▶ [WHAT TO PRODUCE]:
Find the line that contains "Every instance of the vaulted". Repeat that line and all lines following it, exactly, through the end of the listing below.
★ ★ ★ ★ ★ ★ ★
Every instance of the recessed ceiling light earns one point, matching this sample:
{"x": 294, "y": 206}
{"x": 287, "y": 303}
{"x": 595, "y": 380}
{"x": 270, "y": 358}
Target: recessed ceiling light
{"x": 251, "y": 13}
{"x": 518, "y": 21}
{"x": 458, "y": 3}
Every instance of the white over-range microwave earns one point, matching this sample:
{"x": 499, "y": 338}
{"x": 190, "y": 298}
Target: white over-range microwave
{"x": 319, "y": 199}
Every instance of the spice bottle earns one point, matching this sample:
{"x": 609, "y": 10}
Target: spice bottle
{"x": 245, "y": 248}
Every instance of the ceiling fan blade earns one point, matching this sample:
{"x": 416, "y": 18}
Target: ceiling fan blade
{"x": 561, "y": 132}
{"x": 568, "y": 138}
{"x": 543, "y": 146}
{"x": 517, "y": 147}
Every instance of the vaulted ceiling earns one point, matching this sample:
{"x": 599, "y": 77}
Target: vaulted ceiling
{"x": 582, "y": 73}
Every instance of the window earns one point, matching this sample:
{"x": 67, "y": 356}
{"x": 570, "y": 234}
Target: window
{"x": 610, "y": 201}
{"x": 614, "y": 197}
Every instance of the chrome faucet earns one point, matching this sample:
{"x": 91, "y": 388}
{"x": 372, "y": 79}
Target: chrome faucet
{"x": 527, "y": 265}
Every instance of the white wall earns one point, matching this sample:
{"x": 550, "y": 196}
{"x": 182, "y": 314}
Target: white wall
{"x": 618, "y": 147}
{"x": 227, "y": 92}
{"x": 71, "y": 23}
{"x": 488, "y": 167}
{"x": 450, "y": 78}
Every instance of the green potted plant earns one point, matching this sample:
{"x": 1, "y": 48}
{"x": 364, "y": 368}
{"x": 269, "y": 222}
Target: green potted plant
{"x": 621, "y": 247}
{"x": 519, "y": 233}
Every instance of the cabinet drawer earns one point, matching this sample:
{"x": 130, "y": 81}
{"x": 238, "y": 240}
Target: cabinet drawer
★ ★ ★ ★ ★ ★ ★
▶ [EXERCISE ANSWER]:
Every instance of the vaulted ceiling earns one point, matching this sample:
{"x": 599, "y": 77}
Target: vaulted ceiling
{"x": 582, "y": 73}
Every instance of the window earns one point, matching this sample:
{"x": 67, "y": 356}
{"x": 570, "y": 234}
Target: window
{"x": 610, "y": 201}
{"x": 614, "y": 197}
Every instance of the chrome faucet earns one point, matching this sample:
{"x": 91, "y": 388}
{"x": 372, "y": 79}
Target: chrome faucet
{"x": 527, "y": 265}
Every instance of the white wall earns one point, matching this sample:
{"x": 550, "y": 196}
{"x": 182, "y": 314}
Target: white wall
{"x": 618, "y": 147}
{"x": 227, "y": 92}
{"x": 71, "y": 23}
{"x": 488, "y": 167}
{"x": 450, "y": 78}
Every instance of the green potted plant earns one point, matching this sample:
{"x": 1, "y": 48}
{"x": 364, "y": 368}
{"x": 269, "y": 222}
Target: green potted plant
{"x": 621, "y": 247}
{"x": 519, "y": 233}
Every instance of the cabinet drawer earns one point, matching this sample:
{"x": 130, "y": 81}
{"x": 238, "y": 240}
Target: cabinet drawer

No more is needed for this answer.